そういえばぶらんこっていつの間に、こんなに小さく見えるようになったかな。
おしりがはみ出しそうになりながら、背中を丸めて、そこに座って綴っている。

お寺の門の前で頭を下げる人。
何かを願い手を合わせる人。
お守りを嬉しそうに懐にしまう人。

一年の苦労を洗い流し
また新たな年への幸せを願う人たちが
自分以外に、こんなにもいる、という当たり前のことに少し嬉しくなる。

名前も知らない人たちだけど、芯には通ずるところがあるんだな。
心そのものは目に見えないけれど、人の良心を近くに感じる。

忙しい日々の中では、
自分と他者の違いに目がいってしまう。
そしてメリットとデメリットを秤にかけて
足し算したり、引き算したり。
損をしないように、少しでも多くのものを手にできるようにと
気づかないうちに考えるようになったりしている。あぁ、欲深い。

まぁそれもそれで、人間らしいのだけど。

年末のおおらかな空気が、包みこんでくれるから
それもそれで、可愛らしくってよし!ということで
まるっとオッケーにしよう。
今年も一年、よく頑張りました。

地続きの毎日の先に、
「年の終わり」という節目があってよかった。
また新鮮な気持ちを取り戻せるから。

ご近所のおうちの窓から漏れる香りが鼻をかすめ、お腹が減ってきた。

そろそろお家に帰ってご飯にしよう。

────────────────

» **指示**
原文の「忙しい日々の中では、」で始まる段落を、主な内容を残して箇条書きで短くまとめる。

────────────────

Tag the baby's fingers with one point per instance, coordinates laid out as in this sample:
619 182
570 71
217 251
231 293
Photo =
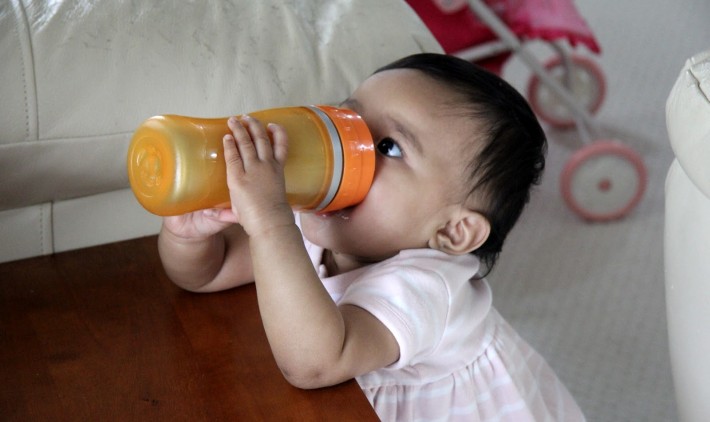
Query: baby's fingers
232 156
260 138
278 134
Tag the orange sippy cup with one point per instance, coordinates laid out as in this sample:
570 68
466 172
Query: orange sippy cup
176 163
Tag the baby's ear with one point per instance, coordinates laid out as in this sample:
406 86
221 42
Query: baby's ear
462 234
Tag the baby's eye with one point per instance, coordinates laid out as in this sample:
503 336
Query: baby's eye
389 148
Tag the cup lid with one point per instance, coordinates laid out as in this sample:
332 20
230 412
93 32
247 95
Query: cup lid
358 157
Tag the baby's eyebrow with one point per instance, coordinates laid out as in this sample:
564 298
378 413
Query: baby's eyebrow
407 135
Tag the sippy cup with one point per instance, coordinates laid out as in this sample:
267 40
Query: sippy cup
176 163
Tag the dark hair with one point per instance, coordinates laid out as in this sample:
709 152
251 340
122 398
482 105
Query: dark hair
513 145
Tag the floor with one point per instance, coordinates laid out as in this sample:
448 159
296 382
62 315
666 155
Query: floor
590 296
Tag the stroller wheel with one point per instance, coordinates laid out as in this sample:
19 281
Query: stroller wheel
603 181
585 82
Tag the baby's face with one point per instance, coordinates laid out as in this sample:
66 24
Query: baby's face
420 139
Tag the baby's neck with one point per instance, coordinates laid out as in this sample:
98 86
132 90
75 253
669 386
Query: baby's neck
337 263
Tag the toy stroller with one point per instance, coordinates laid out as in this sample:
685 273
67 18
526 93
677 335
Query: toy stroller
602 181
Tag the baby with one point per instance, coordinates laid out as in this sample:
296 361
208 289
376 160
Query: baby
390 291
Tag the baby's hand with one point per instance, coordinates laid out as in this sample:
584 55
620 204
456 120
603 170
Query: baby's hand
255 174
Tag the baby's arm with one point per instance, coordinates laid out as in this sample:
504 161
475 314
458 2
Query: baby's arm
315 342
200 253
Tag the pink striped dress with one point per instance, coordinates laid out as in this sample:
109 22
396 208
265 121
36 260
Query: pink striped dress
459 359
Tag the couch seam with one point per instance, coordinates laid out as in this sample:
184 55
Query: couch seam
28 74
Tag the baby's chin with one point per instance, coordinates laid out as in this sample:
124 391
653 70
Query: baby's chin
343 214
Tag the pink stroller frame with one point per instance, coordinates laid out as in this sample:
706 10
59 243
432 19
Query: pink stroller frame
602 181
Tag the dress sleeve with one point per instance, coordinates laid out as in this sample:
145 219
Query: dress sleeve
412 302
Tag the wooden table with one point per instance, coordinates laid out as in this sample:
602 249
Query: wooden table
101 334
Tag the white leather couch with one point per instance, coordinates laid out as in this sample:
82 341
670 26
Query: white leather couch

────────────────

» **解答**
- 忙しい日々の中では、自分と他者の違いに目がいってしまう。
- メリットとデメリットを秤にかけ、足し算や引き算をする。
- 損をしないように、少しでも多くを手にしようと、気づかないうちに考えるようになっている。
- そうした自分を欲深いと感じている。